Point placement records
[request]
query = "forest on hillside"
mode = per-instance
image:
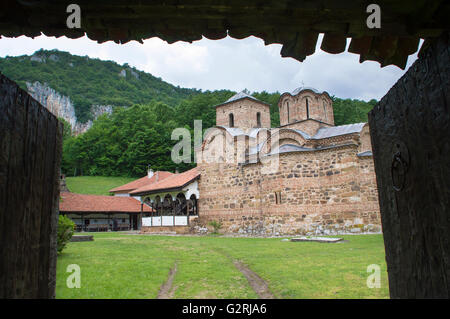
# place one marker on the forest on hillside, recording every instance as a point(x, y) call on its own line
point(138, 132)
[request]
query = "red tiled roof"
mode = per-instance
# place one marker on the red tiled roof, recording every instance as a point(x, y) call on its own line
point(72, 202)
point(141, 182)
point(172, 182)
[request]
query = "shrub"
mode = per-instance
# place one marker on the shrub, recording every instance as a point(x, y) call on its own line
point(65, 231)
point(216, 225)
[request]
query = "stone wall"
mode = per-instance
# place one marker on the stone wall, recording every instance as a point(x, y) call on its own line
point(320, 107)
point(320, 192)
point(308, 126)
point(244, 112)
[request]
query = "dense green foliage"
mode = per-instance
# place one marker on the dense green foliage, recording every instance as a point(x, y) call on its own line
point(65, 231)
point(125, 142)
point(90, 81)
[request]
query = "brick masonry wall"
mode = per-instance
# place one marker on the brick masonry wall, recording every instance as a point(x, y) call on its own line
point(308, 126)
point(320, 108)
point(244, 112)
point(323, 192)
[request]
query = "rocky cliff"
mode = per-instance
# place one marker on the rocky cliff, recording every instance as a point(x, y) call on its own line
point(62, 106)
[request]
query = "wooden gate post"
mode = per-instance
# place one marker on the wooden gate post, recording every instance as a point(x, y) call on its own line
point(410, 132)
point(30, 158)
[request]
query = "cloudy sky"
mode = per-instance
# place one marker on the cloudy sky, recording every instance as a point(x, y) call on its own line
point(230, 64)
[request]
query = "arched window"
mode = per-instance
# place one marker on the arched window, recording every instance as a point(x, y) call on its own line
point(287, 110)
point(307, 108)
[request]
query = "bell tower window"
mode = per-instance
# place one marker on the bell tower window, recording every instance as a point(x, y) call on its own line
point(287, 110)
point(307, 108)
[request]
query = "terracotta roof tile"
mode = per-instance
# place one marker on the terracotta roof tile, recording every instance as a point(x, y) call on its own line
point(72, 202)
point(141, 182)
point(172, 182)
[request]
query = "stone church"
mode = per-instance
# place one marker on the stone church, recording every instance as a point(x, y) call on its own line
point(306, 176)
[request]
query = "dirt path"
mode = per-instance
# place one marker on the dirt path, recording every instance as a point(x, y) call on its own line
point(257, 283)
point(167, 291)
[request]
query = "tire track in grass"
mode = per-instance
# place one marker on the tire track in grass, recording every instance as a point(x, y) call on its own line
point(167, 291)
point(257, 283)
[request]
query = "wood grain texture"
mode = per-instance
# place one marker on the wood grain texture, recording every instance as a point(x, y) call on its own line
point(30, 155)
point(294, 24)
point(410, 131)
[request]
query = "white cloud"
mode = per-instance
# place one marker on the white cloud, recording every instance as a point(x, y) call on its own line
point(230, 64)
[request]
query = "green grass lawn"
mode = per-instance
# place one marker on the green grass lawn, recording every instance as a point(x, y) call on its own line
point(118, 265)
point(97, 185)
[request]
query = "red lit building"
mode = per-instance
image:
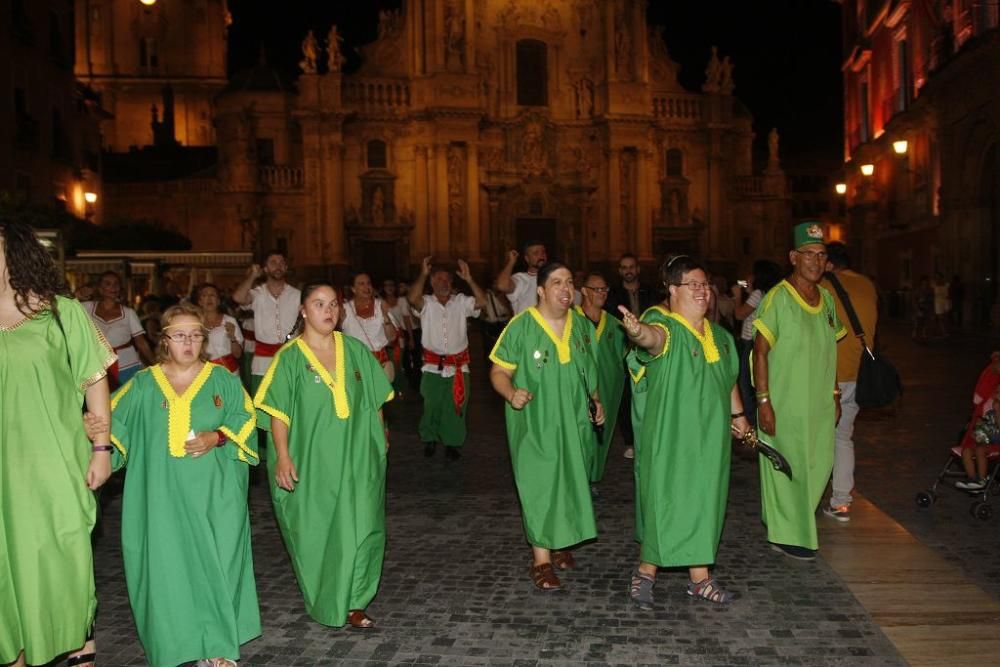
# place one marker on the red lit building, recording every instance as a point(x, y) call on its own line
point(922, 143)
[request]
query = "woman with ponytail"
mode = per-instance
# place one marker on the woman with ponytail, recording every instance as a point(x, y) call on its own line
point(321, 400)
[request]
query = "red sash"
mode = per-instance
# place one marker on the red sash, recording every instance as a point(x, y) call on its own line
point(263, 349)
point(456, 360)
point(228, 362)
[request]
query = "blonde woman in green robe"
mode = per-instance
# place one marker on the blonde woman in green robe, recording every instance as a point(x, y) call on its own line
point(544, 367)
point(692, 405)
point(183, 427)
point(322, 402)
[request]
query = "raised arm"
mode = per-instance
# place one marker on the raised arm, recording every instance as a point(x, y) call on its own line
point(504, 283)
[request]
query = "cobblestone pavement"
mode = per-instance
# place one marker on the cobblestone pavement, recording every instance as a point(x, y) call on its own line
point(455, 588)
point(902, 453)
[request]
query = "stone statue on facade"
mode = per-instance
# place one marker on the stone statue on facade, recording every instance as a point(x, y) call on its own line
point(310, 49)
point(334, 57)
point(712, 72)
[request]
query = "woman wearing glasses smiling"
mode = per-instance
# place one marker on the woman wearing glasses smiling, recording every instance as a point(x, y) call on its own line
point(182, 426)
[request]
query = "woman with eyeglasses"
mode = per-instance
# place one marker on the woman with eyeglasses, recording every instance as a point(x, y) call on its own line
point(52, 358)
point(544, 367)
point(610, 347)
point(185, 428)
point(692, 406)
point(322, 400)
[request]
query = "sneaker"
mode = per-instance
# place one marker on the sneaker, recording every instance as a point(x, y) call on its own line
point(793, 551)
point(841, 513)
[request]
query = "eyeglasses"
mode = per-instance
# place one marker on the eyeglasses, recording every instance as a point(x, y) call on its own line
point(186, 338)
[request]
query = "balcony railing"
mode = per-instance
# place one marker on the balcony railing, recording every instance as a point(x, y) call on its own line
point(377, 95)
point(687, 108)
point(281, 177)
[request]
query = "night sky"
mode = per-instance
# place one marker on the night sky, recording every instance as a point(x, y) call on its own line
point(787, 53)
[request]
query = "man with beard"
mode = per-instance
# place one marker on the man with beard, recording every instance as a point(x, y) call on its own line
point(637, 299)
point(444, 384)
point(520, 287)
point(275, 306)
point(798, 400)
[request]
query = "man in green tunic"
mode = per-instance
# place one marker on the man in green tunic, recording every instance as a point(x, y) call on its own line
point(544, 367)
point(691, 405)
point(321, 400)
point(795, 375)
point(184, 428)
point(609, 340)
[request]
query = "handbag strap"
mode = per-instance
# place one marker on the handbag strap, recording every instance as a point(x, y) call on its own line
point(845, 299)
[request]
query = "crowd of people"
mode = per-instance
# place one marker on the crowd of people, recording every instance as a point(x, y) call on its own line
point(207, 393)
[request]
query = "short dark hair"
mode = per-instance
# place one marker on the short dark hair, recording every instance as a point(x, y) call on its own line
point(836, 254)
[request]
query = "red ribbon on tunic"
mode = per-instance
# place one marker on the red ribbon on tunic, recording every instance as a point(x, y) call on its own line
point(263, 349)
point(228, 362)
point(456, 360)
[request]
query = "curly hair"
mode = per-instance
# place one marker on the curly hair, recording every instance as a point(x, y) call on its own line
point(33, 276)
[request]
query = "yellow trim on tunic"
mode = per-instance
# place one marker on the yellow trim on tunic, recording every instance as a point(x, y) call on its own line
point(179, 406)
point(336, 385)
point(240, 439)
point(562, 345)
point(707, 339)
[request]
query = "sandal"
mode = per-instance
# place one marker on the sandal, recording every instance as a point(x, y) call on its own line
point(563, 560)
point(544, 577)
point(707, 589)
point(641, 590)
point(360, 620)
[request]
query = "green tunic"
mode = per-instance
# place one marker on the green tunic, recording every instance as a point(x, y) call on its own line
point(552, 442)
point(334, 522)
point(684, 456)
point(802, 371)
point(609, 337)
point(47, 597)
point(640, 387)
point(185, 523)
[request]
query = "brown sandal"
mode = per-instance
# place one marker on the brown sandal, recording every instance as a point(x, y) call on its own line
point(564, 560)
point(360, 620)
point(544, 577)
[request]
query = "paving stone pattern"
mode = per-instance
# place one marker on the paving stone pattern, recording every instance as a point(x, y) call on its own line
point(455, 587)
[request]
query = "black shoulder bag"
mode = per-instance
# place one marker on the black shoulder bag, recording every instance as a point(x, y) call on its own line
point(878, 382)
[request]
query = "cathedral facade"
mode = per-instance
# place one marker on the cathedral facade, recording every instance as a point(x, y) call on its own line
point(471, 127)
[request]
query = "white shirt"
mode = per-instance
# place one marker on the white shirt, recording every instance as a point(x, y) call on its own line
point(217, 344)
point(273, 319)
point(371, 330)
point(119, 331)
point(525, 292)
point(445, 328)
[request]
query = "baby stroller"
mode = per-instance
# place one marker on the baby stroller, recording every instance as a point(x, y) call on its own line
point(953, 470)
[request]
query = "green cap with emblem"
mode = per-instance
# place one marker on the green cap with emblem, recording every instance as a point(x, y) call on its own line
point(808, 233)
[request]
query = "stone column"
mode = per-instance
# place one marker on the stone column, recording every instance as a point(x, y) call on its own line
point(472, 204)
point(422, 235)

**Short task:**
Copy the material from its beginning through the line containing "point(138, 132)", including both ends, and leave the pictures out.

**Task response:**
[request]
query = "forest on hillside"
mode = per-instance
image:
# place one marker on the forest on hillside, recording every instance as a point(x, y) call on its own line
point(138, 132)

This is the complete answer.